◆ DATA TO USE:
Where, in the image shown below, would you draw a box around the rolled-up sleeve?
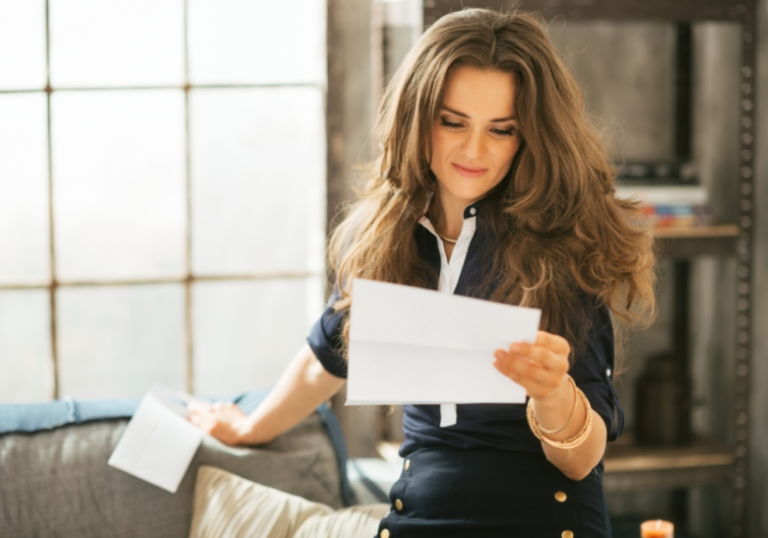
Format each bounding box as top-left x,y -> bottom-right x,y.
568,306 -> 624,441
307,292 -> 347,379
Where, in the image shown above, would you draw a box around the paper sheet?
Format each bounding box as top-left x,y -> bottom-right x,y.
108,386 -> 205,493
347,279 -> 541,405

◆ WHAT THE TASK REQUIRES:
Retype the records word for word, from the line containing "Where, in the image shown above, would" through the end of the records, including both.

◆ THE OUTPUT:
Where, in the image shown above, would you draw a box around the paper sheet?
Format each bounding box as top-left x,y -> bottom-right x,y.
108,386 -> 205,493
347,279 -> 541,405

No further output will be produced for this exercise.